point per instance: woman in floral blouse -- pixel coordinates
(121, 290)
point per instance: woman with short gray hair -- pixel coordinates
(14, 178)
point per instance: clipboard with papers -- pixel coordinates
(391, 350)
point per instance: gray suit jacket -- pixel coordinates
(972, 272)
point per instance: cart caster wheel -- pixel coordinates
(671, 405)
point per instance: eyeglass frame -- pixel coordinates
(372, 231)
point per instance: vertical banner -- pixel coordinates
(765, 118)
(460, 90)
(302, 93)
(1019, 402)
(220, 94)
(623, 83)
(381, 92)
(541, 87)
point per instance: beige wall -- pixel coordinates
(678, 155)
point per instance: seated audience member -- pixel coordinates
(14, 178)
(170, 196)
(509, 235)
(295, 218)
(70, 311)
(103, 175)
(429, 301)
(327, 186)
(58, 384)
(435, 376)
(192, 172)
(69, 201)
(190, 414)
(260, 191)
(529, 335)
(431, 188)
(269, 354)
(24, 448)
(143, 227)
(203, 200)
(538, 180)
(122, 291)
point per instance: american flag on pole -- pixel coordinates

···

• _Directions_:
Look above for the line containing "point per instance: eyeglass". Return it and each line after it exactly, through the last line, and nothing more.

• _Task result_:
point per instance: eyeglass frame -- pixel coordinates
(372, 231)
point per instance: vertical banner -- pixel coordinates
(765, 118)
(460, 90)
(302, 93)
(1019, 402)
(220, 94)
(623, 83)
(381, 92)
(541, 87)
point per instance: beige wall -- pixel coordinates
(678, 155)
point per instance: seated audience member -- pixel coordinates
(14, 178)
(170, 196)
(509, 235)
(295, 218)
(70, 311)
(103, 175)
(429, 301)
(327, 186)
(58, 384)
(435, 376)
(192, 172)
(69, 201)
(190, 414)
(260, 191)
(529, 335)
(431, 188)
(269, 354)
(24, 448)
(143, 227)
(203, 200)
(538, 180)
(122, 291)
point per instance: american flag on pole -- pixel coordinates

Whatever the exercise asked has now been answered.